[PASSAGE TO READ — start]
While the functional importance of amino-acid alteration of ALDH2 by rs671 is well established (described later), functional impacts of amino-acid alteration by rs1169288 and rs1260326 on HNF1A and GCKR are not fully known except for some reports27. Polyphen-2 software28 did not suggest deleterious change brought about by the two SNPs. Thus, we analysed conservation of these amino-acid residues across vertebrates. As a result, isoleucine altered by rs1169288 was highly conserved in vertebrates (Supplementary Table 4), supporting the impact of rs1169288. Proline induced by rs1260326 rather than leucine was conserved among vertebrates (Supplementary Table 4), suggesting the importance of the C allele of rs1260326.

Exclusion of possibility of confounded by CRP

It might be noted that HNF1A and GCKR are known susceptibility loci to CRP levels26, which are correlated with the levels of AAT. We confirmed no association between the residuals of AAT and serum CRP levels, indicating that the associations in these two regions were not dependent on the associations between CRP levels and the two regions (GLM P=1.0, Supplementary Fig. 7).

Expression correlations between SERPINA1 and the three genes

We analysed whether these three gene expressions are associated with expressions of SERPINA1 using gene expression database in the Japanese population29 to infer the relationship between AAT and the three proteins encoded by these three genes. As a result, the expressions of ALDH2, GCKR and HNF1A were significantly associated with that of SERPINA1 or the transcript variant of SERPINA1 (Student’s t distribution test P=5.6 × 10−15, Spearman’s rank sum coefficient (rs) =0.43, P=3.7 × 10−6, rs=0.26 and P=1.7 × 10−8, rs=0.31, respectively, Supplementary Fig. 8). These results may suggest a molecular network among these genes and support the association between AAT and GCKR as well as those between AAT and ALDH2 or HNF1A.
[PASSAGE TO READ — finish]
**TASKS TO PERFORM:**
[1] Please set down the part of the AAT passage that opens with the words containing "Expression correlations between" and closes with "ALDH2 or HNF1A.", word for word.
[2] According to the AAT passage, which amino acid altered by rs1169288 was highly conserved in vertebrates?
[3] Summarize the AAT passage in two sentences.
[RECORD EXCERPTS — start]
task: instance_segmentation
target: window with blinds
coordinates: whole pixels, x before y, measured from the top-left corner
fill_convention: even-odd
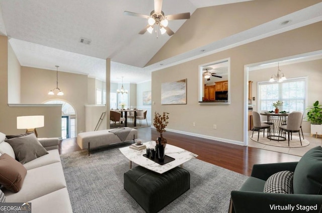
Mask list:
[[[307,78],[287,79],[283,82],[260,82],[258,84],[260,111],[275,109],[273,103],[280,100],[283,106],[280,112],[304,112],[306,104]]]

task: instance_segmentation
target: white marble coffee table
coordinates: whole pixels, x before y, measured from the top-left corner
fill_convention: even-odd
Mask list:
[[[155,141],[150,141],[143,144],[148,148],[154,148]],[[119,150],[122,154],[130,160],[130,168],[132,167],[133,162],[139,166],[159,174],[164,173],[176,167],[182,165],[184,163],[198,157],[198,155],[190,152],[168,144],[165,149],[165,153],[175,160],[165,165],[160,165],[143,156],[146,152],[145,149],[138,151],[127,147],[120,148]]]

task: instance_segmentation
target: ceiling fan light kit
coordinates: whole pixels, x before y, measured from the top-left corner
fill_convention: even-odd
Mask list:
[[[166,16],[162,10],[162,0],[154,0],[154,10],[151,12],[150,16],[128,11],[124,11],[124,14],[127,16],[136,16],[147,19],[148,25],[139,32],[139,34],[144,34],[146,31],[152,33],[154,29],[153,26],[156,26],[157,28],[155,29],[157,33],[157,27],[158,27],[162,34],[167,33],[169,36],[171,36],[174,34],[175,33],[168,27],[169,21],[189,19],[190,18],[190,13],[184,13],[175,15],[170,15]]]

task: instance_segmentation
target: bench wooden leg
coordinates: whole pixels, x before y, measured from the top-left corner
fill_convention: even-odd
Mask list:
[[[90,156],[90,154],[91,154],[91,152],[90,151],[90,142],[89,142],[89,156]]]

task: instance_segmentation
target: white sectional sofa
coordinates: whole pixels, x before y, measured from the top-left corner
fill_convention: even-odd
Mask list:
[[[15,159],[14,150],[5,139],[6,135],[0,132],[0,154],[5,152]],[[1,189],[6,202],[31,202],[33,213],[72,212],[58,150],[59,140],[38,140],[48,154],[23,164],[27,174],[19,192]]]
[RECORD EXCERPTS — finish]
**RESULTS OF THE TASKS:**
[1]
Expression correlations between SERPINA1 and the three genes

We analysed whether these three gene expressions are associated with expressions of SERPINA1 using gene expression database in the Japanese population29 to infer the relationship between AAT and the three proteins encoded by these three genes. As a result, the expressions of ALDH2, GCKR and HNF1A were significantly associated with that of SERPINA1 or the transcript variant of SERPINA1 (Student’s t distribution test P=5.6 × 10−15, Spearman’s rank sum coefficient (rs) =0.43, P=3.7 × 10−6, rs=0.26 and P=1.7 × 10−8, rs=0.31, respectively, Supplementary Fig. 8). These results may suggest a molecular network among these genes and support the association between AAT and GCKR as well as those between AAT and ALDH2 or HNF1A.

[2] Isoleucine

[3] Although Polyphen-2 did not suggest deleterious change from rs1169288 and rs1260326, conservation across vertebrates supported the impact of rs1169288 and suggested the importance of the C allele of rs1260326. The associations at HNF1A and GCKR did not depend on CRP levels, and expression of ALDH2, GCKR and HNF1A was significantly associated with that of SERPINA1, which may suggest a molecular network among these genes.